**Aim:**
Can you output the rows as a Markdown table with the columns No. and Entry, giving each row a number, starting with the row containing "point per instance: domed" and going on through the last row, both included? Leave out blank lines and pictures.
● ● ● ● ● ● ●
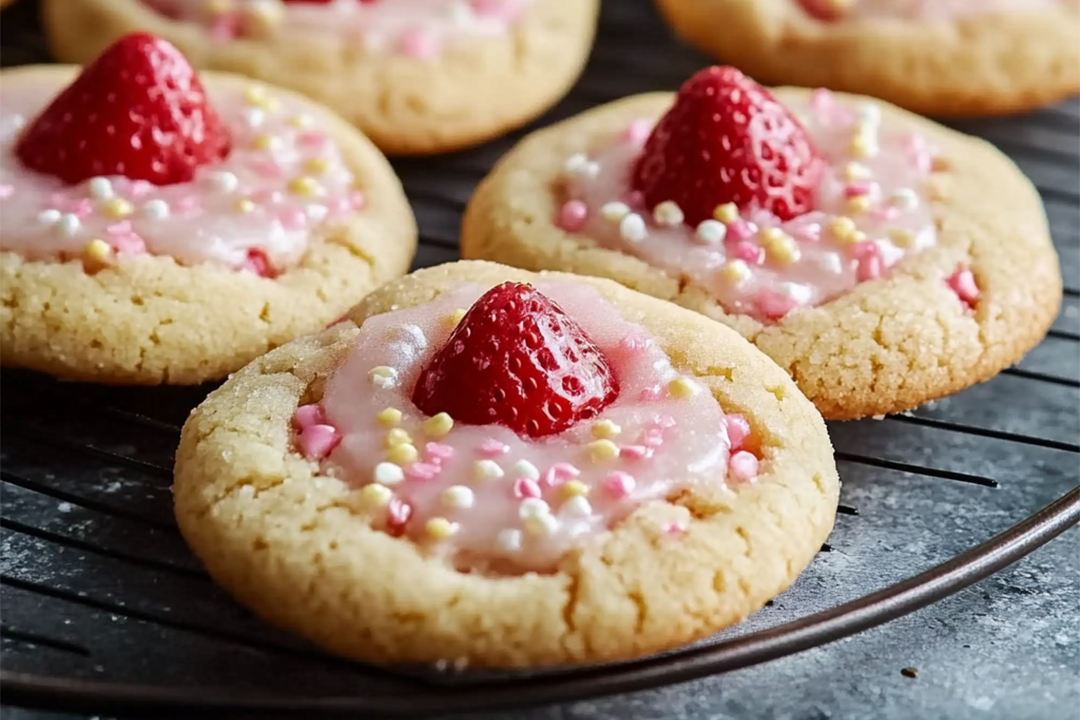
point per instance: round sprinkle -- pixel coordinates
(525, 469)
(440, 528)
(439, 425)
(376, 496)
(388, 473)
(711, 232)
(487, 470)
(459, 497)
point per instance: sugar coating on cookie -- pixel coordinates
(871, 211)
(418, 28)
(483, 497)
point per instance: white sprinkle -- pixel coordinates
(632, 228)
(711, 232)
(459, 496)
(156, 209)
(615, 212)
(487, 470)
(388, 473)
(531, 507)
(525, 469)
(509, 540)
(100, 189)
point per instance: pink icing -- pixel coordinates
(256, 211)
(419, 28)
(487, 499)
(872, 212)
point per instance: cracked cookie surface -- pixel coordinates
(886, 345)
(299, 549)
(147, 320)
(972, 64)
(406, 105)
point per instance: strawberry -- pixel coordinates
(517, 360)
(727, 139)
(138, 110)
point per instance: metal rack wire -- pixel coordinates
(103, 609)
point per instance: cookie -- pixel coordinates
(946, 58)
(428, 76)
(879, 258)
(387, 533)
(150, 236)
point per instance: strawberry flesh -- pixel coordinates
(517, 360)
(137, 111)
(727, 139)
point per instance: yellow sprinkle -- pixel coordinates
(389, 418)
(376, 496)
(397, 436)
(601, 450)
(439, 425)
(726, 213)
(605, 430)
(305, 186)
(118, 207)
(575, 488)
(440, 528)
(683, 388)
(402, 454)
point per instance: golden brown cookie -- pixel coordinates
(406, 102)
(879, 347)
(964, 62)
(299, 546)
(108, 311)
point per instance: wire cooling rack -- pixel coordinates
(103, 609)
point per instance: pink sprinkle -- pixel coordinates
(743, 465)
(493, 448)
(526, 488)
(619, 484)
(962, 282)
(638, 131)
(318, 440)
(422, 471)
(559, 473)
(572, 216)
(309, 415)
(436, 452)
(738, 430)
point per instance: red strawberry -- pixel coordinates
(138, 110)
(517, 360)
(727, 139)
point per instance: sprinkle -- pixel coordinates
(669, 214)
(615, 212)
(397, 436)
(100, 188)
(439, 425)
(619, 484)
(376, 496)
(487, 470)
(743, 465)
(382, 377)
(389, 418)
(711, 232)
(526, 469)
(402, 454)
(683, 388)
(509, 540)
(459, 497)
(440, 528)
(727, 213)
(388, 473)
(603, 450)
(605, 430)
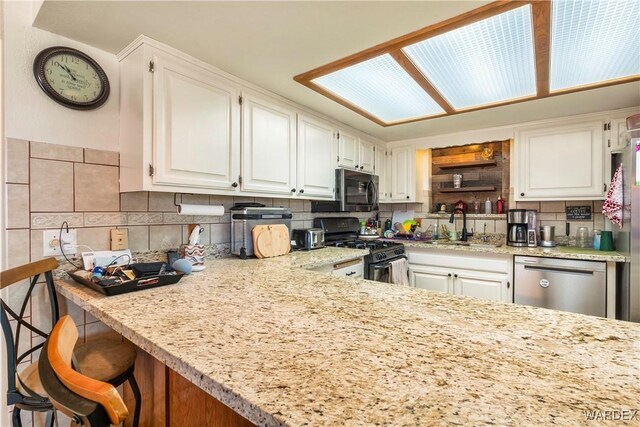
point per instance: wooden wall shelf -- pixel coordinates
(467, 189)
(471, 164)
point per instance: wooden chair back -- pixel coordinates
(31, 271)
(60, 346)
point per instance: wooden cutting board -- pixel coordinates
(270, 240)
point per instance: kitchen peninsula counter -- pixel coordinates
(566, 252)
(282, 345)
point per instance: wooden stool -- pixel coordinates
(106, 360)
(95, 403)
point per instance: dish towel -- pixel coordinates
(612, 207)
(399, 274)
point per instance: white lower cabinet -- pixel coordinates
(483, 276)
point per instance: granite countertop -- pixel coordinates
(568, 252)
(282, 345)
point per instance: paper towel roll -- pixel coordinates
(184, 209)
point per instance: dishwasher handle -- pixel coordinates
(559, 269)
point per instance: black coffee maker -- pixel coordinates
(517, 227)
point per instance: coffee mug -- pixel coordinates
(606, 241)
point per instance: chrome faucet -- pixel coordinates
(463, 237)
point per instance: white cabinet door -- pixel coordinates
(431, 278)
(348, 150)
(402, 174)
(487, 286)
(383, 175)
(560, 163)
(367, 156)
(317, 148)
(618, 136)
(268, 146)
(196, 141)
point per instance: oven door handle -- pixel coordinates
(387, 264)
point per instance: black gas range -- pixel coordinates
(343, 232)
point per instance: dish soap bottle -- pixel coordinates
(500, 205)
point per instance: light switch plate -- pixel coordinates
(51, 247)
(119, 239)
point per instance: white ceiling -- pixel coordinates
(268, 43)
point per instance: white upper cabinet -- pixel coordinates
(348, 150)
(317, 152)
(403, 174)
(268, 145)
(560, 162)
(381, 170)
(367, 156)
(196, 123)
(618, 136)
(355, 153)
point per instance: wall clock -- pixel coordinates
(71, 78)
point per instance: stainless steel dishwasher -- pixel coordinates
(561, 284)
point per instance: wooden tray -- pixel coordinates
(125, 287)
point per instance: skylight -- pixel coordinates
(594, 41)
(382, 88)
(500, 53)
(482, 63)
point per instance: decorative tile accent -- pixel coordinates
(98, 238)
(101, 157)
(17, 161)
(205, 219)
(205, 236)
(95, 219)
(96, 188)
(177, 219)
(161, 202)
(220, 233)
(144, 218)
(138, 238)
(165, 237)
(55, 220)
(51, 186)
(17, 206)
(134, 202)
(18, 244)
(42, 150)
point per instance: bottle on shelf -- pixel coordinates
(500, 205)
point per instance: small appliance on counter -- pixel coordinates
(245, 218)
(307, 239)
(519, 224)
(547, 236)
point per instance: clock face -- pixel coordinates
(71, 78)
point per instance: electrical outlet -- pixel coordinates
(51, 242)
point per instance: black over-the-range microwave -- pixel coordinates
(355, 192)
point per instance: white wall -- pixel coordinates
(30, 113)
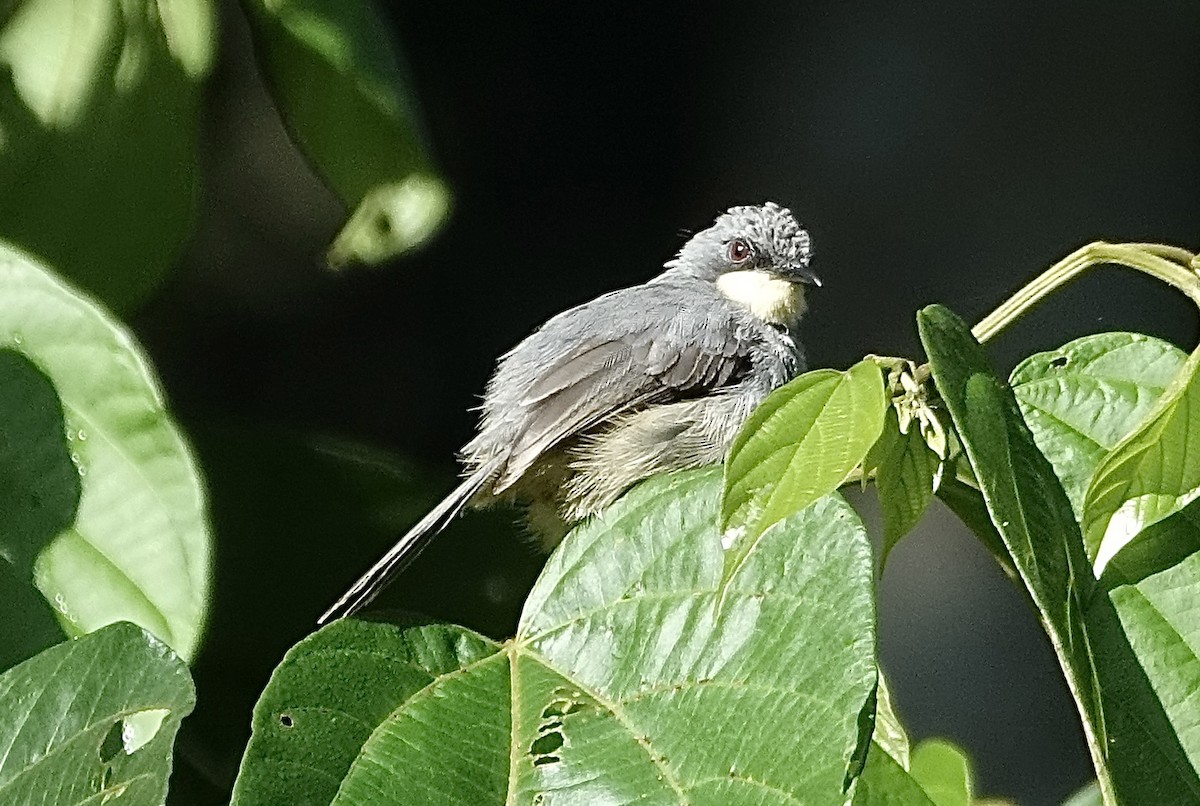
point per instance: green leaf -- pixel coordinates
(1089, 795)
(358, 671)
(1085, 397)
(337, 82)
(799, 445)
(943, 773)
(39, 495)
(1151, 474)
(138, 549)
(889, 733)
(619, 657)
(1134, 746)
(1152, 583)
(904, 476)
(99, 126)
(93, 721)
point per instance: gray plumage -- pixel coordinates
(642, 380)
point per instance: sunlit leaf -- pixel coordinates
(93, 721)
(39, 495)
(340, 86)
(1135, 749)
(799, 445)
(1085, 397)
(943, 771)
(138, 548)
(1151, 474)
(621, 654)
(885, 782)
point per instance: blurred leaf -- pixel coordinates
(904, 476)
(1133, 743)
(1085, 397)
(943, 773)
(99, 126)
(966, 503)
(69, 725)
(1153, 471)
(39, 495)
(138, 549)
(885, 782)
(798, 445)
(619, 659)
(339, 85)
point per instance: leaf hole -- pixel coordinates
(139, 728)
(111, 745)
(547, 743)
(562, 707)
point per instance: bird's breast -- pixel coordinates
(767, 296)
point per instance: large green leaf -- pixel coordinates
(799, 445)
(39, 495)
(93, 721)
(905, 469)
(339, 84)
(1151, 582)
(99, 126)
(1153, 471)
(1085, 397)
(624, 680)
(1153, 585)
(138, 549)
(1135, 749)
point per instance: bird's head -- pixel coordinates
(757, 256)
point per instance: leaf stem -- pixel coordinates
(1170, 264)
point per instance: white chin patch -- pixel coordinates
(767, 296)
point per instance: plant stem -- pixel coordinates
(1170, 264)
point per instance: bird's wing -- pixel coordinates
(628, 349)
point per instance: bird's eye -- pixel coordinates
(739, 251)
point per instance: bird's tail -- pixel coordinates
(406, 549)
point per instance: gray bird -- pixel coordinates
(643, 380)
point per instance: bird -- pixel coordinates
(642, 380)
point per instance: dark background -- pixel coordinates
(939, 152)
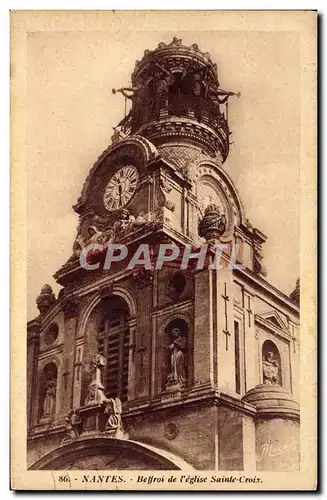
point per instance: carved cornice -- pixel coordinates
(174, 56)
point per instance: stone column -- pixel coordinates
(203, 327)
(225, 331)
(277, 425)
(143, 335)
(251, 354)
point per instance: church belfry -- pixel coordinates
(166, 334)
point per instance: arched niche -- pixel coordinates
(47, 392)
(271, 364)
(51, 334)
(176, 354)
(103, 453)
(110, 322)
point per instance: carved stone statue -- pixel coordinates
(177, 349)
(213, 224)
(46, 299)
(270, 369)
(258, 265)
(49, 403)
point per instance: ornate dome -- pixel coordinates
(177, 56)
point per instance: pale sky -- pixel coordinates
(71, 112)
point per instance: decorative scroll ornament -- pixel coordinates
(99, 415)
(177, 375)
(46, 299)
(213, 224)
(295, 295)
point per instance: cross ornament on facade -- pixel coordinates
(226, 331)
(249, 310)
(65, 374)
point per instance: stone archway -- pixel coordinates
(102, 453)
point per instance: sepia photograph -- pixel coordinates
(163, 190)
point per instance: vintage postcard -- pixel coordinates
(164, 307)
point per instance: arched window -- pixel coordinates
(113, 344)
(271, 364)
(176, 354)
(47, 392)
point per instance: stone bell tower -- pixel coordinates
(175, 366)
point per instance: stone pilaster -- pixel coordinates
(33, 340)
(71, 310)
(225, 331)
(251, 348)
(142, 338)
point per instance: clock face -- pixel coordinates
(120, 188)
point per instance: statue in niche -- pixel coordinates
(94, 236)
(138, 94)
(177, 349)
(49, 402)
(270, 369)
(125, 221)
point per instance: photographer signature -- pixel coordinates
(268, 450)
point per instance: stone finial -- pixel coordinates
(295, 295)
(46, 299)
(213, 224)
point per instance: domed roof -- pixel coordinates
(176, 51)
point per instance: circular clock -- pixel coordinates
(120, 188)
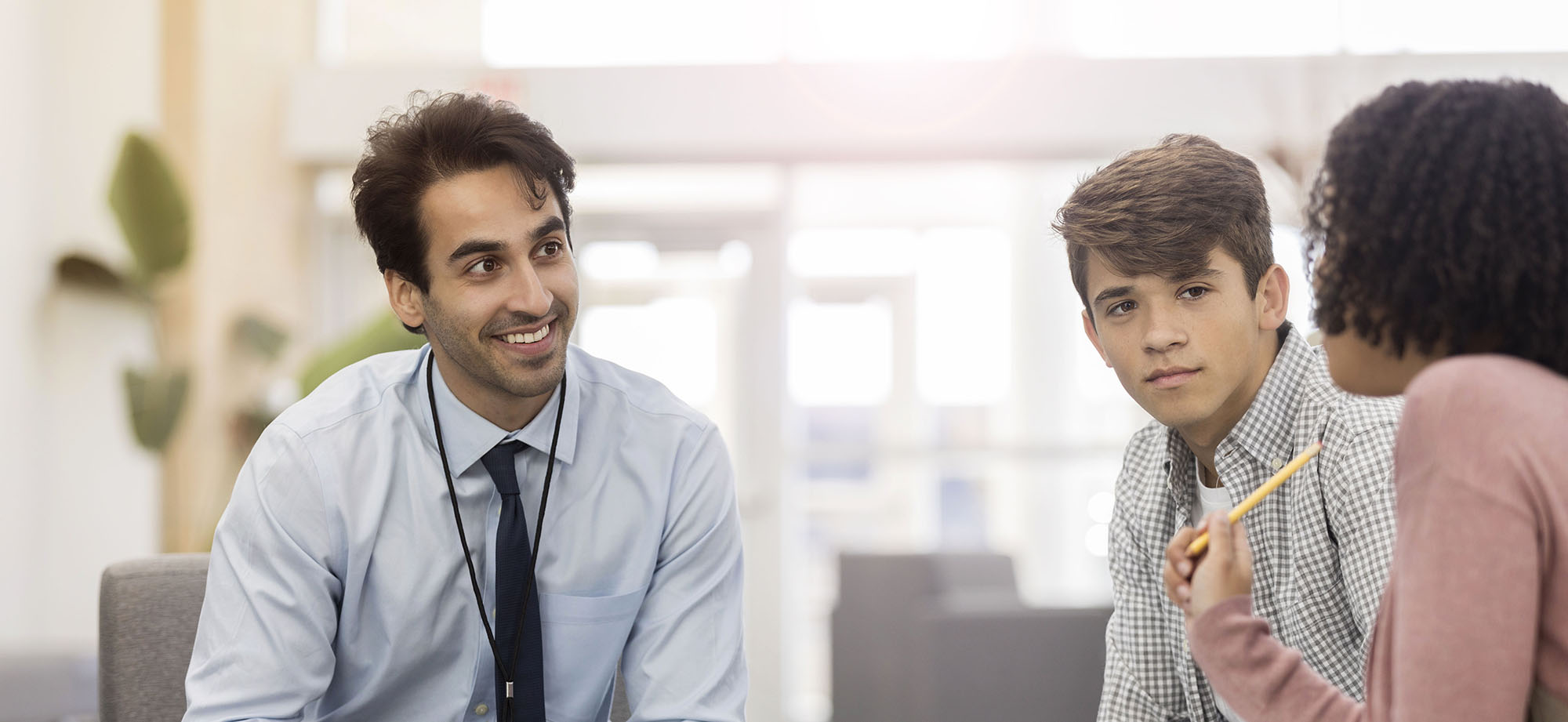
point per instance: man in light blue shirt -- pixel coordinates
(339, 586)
● ● ● ● ● ● ●
**Answer below:**
| No. | Entry |
|---|---|
| 1 | point per instance: domed roof -- pixel coordinates |
| 2 | (176, 51) |
| 3 | point per instance: circular clock -- pixel coordinates |
| 4 | (120, 188) |
| 5 | point per instance: man in light blue shirt -- pixel coordinates |
| 6 | (339, 586) |